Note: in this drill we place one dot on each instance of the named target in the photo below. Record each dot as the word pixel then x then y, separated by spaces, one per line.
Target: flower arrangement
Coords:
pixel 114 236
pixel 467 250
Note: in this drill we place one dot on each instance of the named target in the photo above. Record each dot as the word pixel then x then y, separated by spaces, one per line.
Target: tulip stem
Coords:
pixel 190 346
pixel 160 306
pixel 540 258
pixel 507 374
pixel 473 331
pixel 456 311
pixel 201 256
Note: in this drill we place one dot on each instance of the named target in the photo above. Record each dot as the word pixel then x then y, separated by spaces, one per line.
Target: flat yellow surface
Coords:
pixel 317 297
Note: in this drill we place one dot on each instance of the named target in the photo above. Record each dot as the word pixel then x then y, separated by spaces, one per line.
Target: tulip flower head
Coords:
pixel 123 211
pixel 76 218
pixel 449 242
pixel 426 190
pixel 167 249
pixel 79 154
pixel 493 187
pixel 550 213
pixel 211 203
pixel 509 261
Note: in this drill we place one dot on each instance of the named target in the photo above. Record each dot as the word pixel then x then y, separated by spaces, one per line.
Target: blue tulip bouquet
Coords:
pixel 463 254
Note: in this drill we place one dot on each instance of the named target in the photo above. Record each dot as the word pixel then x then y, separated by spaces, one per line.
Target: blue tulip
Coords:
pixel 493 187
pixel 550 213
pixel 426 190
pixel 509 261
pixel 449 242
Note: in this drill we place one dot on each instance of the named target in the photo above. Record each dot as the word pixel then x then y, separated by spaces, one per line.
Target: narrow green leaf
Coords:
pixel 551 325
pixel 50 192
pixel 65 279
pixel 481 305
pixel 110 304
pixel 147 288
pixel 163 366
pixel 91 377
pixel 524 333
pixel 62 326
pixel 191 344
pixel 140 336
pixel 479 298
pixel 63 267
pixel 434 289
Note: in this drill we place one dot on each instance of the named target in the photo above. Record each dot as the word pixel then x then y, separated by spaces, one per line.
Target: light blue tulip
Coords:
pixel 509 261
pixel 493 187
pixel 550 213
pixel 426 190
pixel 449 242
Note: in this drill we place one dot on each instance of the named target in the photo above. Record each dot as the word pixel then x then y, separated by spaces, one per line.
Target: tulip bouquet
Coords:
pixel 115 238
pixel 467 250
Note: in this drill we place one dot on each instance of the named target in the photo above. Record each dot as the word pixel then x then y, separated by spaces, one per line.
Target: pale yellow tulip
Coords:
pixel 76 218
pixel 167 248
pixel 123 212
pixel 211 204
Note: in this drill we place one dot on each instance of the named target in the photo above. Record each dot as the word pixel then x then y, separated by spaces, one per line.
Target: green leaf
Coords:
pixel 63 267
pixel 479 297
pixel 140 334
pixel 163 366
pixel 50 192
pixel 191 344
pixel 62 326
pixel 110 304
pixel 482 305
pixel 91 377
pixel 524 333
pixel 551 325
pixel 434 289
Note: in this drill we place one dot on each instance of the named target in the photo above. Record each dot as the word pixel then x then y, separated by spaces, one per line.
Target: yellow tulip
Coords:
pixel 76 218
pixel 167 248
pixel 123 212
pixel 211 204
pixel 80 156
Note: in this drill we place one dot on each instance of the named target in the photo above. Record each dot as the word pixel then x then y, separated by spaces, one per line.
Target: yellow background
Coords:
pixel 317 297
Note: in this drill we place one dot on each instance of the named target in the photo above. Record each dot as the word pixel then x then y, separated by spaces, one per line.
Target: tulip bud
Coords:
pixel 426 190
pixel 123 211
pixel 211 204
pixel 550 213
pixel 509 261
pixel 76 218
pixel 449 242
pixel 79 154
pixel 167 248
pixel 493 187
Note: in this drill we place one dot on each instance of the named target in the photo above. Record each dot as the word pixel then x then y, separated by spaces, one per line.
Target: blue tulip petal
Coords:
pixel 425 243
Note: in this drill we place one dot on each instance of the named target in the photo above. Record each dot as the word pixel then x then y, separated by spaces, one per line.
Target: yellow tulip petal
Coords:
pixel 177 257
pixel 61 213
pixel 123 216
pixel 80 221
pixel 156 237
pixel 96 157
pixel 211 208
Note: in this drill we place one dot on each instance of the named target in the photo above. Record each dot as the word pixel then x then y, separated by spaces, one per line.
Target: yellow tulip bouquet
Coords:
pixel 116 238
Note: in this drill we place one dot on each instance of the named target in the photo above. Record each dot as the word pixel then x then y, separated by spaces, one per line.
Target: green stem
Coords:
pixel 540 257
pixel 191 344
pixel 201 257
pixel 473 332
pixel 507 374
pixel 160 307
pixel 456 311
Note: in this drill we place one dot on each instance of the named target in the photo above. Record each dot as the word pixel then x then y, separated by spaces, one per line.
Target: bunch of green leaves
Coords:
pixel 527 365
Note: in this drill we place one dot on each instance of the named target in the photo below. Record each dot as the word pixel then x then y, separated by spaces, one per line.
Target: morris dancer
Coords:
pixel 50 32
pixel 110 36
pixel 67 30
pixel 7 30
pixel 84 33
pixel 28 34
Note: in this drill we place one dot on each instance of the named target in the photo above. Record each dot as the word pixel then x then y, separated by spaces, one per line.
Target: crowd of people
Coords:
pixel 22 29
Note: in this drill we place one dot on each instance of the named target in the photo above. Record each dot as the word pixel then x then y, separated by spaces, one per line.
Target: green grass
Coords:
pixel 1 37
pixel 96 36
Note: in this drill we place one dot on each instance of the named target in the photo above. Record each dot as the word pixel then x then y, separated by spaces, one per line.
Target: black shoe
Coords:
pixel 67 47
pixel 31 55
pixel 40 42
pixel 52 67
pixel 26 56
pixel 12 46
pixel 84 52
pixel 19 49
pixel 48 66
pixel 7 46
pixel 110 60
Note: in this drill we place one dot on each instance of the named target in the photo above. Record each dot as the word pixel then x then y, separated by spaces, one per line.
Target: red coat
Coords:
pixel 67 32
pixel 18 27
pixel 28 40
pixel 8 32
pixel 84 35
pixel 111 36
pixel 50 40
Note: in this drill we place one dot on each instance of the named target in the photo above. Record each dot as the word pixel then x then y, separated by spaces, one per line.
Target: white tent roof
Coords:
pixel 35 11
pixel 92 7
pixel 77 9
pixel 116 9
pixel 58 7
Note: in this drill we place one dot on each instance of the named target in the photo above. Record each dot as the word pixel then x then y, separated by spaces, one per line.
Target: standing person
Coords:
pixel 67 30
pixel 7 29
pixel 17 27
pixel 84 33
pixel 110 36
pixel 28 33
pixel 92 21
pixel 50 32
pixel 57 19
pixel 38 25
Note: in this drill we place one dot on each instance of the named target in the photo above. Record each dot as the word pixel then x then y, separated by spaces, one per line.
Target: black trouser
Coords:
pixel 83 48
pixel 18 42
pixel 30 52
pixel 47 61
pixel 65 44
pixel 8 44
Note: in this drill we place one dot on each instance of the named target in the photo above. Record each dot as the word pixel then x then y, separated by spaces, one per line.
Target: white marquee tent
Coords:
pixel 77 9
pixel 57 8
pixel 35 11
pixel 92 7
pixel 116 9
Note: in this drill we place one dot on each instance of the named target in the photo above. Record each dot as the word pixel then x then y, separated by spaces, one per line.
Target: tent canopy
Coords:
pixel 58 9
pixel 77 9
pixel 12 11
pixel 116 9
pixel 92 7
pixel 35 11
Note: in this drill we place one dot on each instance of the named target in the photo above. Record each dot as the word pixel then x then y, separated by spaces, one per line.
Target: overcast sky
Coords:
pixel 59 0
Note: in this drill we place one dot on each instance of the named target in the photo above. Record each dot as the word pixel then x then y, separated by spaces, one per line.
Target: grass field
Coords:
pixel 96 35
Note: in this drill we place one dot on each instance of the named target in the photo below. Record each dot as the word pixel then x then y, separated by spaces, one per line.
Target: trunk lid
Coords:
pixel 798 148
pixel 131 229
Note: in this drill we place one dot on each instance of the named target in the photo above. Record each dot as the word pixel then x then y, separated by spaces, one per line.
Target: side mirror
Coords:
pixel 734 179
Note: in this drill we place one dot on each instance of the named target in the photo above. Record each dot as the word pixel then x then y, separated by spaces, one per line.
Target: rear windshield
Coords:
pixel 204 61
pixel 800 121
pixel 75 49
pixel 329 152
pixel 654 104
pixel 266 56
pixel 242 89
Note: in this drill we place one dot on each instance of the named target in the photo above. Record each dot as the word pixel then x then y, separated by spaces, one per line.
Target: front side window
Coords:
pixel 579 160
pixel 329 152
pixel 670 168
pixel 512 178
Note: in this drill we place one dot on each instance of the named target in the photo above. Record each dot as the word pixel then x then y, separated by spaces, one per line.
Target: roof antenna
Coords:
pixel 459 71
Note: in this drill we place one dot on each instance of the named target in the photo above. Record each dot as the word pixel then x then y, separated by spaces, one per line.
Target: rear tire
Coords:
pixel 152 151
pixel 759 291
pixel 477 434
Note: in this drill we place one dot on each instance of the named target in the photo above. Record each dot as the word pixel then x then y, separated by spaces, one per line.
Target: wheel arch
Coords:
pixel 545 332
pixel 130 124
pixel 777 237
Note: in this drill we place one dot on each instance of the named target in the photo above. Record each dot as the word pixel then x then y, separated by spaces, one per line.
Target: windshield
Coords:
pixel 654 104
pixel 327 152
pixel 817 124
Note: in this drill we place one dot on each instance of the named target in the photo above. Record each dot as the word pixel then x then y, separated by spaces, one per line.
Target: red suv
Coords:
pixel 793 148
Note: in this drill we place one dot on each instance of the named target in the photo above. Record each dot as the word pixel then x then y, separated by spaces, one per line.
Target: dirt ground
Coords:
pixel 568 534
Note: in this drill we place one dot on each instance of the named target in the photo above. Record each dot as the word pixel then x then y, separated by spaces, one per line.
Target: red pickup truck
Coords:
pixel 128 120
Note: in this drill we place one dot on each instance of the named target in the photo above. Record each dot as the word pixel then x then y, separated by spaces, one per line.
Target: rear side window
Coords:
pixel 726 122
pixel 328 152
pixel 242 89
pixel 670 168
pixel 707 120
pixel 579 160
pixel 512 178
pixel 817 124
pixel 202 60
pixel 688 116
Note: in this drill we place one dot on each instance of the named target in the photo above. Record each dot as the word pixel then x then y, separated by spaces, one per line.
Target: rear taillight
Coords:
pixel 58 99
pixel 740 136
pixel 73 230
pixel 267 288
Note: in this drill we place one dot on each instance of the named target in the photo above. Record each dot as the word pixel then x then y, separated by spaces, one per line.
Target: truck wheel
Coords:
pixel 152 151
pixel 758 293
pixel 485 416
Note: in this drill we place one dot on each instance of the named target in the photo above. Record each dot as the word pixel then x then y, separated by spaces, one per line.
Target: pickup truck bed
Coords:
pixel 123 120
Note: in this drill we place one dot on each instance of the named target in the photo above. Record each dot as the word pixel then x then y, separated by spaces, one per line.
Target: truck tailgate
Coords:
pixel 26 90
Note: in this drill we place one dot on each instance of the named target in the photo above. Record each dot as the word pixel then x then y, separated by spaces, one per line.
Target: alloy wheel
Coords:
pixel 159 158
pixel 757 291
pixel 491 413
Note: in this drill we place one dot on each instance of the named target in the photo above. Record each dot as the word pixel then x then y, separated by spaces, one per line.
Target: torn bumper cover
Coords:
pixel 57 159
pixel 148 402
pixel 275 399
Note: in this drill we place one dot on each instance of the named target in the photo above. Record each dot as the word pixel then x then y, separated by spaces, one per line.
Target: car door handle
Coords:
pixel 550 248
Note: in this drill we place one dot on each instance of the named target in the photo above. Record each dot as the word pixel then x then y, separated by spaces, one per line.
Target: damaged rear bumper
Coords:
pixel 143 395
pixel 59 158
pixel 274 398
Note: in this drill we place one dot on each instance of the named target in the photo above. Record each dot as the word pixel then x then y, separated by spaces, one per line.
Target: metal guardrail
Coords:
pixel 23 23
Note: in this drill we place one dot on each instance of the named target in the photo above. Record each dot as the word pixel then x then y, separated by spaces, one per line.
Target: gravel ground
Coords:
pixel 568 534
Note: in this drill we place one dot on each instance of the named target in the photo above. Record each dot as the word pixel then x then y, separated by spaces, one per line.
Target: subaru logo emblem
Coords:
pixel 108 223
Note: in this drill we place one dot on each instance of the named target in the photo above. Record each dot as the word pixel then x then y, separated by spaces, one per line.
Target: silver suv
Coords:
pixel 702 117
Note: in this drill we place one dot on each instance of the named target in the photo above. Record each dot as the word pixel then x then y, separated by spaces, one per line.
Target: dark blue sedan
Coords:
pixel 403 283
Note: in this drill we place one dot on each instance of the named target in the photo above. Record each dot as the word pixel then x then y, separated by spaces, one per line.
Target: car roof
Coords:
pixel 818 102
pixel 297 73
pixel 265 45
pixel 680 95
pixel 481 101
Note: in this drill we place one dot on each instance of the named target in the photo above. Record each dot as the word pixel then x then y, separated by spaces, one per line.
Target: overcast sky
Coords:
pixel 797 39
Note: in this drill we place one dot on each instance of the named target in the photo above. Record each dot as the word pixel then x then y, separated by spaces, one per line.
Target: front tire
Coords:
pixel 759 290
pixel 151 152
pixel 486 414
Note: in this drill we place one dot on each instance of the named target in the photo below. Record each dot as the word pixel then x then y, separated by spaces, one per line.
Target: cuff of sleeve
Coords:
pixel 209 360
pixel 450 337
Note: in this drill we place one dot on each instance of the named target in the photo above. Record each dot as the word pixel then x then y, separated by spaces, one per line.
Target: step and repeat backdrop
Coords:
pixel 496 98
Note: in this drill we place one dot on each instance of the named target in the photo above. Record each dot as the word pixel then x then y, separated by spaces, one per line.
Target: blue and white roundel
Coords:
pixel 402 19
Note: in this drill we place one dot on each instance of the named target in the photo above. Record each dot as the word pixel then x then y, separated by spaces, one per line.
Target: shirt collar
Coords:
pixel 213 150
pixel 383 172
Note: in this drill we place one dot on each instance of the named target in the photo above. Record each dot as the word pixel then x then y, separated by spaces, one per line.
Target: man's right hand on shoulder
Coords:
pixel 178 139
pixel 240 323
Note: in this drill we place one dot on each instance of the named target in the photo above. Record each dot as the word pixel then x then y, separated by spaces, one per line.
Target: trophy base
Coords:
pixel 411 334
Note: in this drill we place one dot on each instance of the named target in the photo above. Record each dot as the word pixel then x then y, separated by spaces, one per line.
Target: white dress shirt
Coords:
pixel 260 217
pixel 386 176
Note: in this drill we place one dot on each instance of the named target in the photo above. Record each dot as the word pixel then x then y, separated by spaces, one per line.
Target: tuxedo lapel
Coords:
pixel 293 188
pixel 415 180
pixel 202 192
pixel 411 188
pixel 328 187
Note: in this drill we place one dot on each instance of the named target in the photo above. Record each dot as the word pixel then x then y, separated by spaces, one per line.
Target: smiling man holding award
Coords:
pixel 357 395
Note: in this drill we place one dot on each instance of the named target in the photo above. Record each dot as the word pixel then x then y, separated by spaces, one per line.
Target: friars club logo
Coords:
·····
== WRITTEN REQUEST ==
How many lines of the material above contain the string "tent", with case counting? Reply with the number alone.

== RIGHT ANSWER ==
3